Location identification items
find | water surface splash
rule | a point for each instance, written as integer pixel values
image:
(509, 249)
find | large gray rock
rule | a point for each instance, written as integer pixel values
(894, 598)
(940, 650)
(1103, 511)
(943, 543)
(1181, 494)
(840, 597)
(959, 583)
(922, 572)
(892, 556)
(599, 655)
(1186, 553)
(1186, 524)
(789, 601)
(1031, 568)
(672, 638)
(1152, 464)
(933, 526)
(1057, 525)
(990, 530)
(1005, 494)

#### Your task
Reproduce all of the material above, requests included, and shift every answer point by adding 102 to both its x and y coordinates.

#### Result below
find | water surface splash
rule | a point for each instance, written as integer pixel values
image:
(611, 351)
find | large gray rock
rule | a point for each instance, written as integer pixel values
(996, 700)
(1042, 752)
(1205, 613)
(1045, 645)
(1283, 596)
(942, 699)
(1061, 685)
(1024, 674)
(994, 658)
(701, 757)
(1288, 655)
(1288, 626)
(891, 703)
(1133, 670)
(774, 740)
(1254, 566)
(1035, 628)
(1159, 627)
(1092, 632)
(1107, 596)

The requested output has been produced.